- **PAGE TEXT**
Gerris in parallel
From Gerris
The principle is relatively simple: each GfsBox can take a pid
argument which defines the rank of the process on which the solution
for this GfsBox will be computed. If you take the "half cylinder"
example and do something like:
4 3 GfsSimulation GfsBox GfsGEdge {} { Time { end = 10 } Refine 6 GtsSurfaceFile half-cylinder.gts Init {} { U = 1 } OutputProjectionStats { step = 0.02 } stderr OutputSimulation { step = 1 } simulation-%3.1f OutputTiming { start = end } stderr } GfsBox { pid = 0 left = BoundaryInflowConstant 1 } GfsBox { pid = 1 } GfsBox { pid = 2 } GfsBox { pid = 3 right = BoundaryOutflow } 1 2 right 2 3 right 3 4 right
if you run this using
% gerris2D half-cylinder.gfs
it will run on one processor. If you now do
% mpirun -np 4 gerris2D half-cylinder.gfs
it will run on 4 processors with each of the GfsBoxes
assigned to a
different processor. Gerris takes care of the communications necessary
at the boundaries between GfsBoxes
on different processors.

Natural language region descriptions
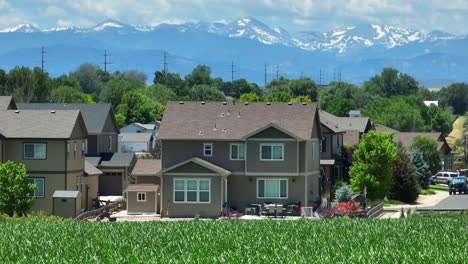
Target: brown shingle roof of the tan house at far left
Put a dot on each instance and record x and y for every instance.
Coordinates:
(38, 123)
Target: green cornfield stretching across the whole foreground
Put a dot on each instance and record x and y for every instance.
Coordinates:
(433, 239)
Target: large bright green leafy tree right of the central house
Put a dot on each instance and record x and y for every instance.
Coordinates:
(373, 163)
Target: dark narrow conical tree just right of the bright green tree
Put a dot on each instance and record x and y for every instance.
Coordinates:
(405, 186)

- **PROBLEMS AND TASKS**
A - In the Gerris page, restate the paragraph beginning "it will run on 4 processors" as a short list that keeps its main facts.
B - Name every output object that appears in the simulation file on the Gerris page.
C - From the Gerris page, write out the part starting at "example and do" and ending at "on different processors.", substituting "boxes" for "GfsBoxes".
The listing is separate material, unrelated to the Gerris page.

- **RESULTS OF THE EXERCISE**
A -
- With mpirun -np 4, the run uses 4 processors.
- Each GfsBox is assigned to a different processor.
- Gerris handles the communications needed at the boundaries between GfsBoxes on different processors.

B -
- OutputProjectionStats
- OutputSimulation
- OutputTiming

C -
example and do something like:
4 3 GfsSimulation GfsBox GfsGEdge {} { Time { end = 10 } Refine 6 GtsSurfaceFile half-cylinder.gts Init {} { U = 1 } OutputProjectionStats { step = 0.02 } stderr OutputSimulation { step = 1 } simulation-%3.1f OutputTiming { start = end } stderr } GfsBox { pid = 0 left = BoundaryInflowConstant 1 } GfsBox { pid = 1 } GfsBox { pid = 2 } GfsBox { pid = 3 right = BoundaryOutflow } 1 2 right 2 3 right 3 4 right
if you run this using
% gerris2D half-cylinder.gfs
it will run on one processor. If you now do
% mpirun -np 4 gerris2D half-cylinder.gfs
it will run on 4 processors with each of the boxes
assigned to a
different processor. Gerris takes care of the communications necessary
at the boundaries between boxes
on different processors.